▶ _DATA ENTRIES_
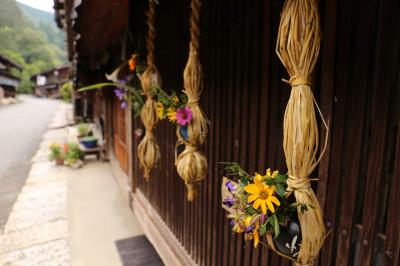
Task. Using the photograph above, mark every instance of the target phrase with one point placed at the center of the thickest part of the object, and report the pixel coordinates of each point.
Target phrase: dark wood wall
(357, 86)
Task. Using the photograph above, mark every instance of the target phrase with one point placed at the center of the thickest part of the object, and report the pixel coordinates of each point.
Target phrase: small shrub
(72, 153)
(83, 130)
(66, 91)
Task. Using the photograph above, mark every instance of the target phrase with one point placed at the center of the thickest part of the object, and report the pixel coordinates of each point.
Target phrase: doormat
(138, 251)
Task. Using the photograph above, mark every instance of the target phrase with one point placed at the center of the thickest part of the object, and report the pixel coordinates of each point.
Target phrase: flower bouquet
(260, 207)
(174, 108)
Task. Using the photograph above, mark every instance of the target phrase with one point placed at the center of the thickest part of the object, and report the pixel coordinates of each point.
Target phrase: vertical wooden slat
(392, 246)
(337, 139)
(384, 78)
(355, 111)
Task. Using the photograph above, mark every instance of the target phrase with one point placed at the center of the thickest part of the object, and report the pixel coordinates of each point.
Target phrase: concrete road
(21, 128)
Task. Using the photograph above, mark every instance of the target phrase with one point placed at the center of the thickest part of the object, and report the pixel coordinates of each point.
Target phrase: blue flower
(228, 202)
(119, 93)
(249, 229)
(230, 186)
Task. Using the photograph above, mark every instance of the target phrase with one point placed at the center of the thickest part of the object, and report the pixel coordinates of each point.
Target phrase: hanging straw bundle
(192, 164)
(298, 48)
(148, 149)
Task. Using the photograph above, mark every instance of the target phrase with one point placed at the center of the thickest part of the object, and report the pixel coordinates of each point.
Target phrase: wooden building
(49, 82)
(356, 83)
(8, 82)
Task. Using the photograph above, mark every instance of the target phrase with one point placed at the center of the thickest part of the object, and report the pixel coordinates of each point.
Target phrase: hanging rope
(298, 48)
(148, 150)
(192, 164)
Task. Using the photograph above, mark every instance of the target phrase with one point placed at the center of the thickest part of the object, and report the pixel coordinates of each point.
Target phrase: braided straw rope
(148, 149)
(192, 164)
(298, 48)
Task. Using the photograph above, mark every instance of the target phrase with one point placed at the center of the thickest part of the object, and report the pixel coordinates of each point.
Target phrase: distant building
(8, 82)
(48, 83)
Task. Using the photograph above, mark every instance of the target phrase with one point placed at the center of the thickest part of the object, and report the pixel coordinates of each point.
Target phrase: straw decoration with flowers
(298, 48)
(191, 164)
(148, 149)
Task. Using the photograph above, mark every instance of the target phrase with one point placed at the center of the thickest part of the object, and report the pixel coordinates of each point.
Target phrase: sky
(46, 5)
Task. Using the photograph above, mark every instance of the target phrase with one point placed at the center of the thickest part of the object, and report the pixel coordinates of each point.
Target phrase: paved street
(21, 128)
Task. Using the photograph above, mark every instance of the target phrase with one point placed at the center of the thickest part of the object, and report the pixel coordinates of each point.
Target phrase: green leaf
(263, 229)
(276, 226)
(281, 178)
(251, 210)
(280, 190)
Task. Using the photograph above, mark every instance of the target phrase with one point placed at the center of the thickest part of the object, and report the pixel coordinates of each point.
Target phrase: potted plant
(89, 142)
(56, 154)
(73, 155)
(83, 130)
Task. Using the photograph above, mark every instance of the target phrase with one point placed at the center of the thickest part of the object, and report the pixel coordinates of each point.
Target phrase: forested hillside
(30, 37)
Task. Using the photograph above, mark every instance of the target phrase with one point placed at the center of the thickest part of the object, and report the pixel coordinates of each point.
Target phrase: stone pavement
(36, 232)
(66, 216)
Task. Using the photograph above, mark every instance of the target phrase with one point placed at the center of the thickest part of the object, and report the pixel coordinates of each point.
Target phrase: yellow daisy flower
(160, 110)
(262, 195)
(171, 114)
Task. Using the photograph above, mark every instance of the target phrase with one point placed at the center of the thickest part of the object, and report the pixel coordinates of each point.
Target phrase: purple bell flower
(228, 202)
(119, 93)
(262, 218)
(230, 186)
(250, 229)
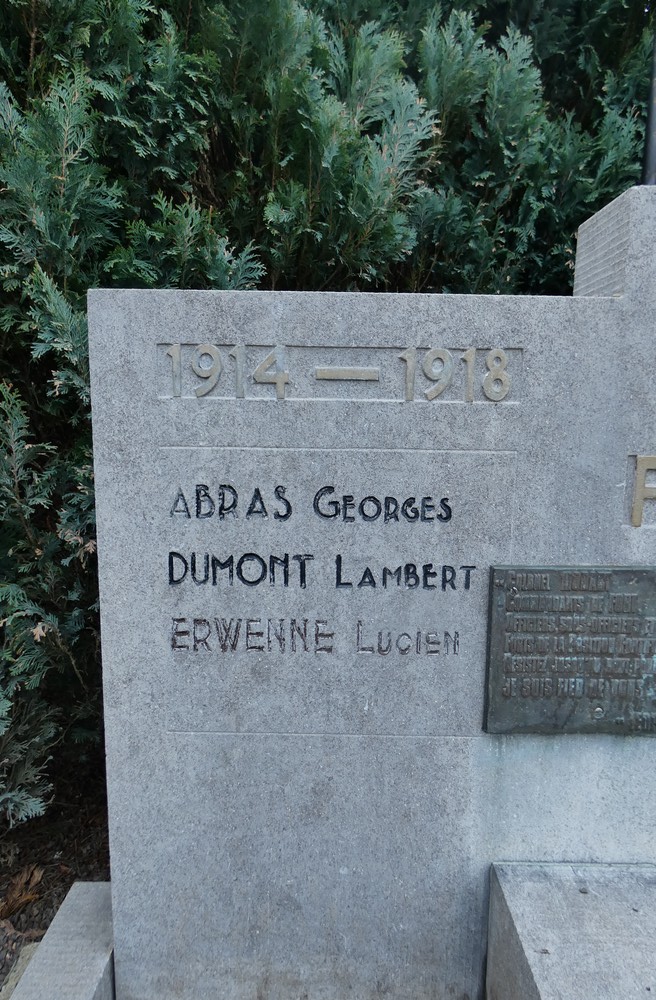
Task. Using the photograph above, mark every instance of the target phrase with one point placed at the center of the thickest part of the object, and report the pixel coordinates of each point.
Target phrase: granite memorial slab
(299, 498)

▶ _SET EXERCISE_
Gather each line of the listing above that contains the word "building". Case counts.

▶ _TASK OUTPUT_
Target phrase: wooden building
Target phrase: distant building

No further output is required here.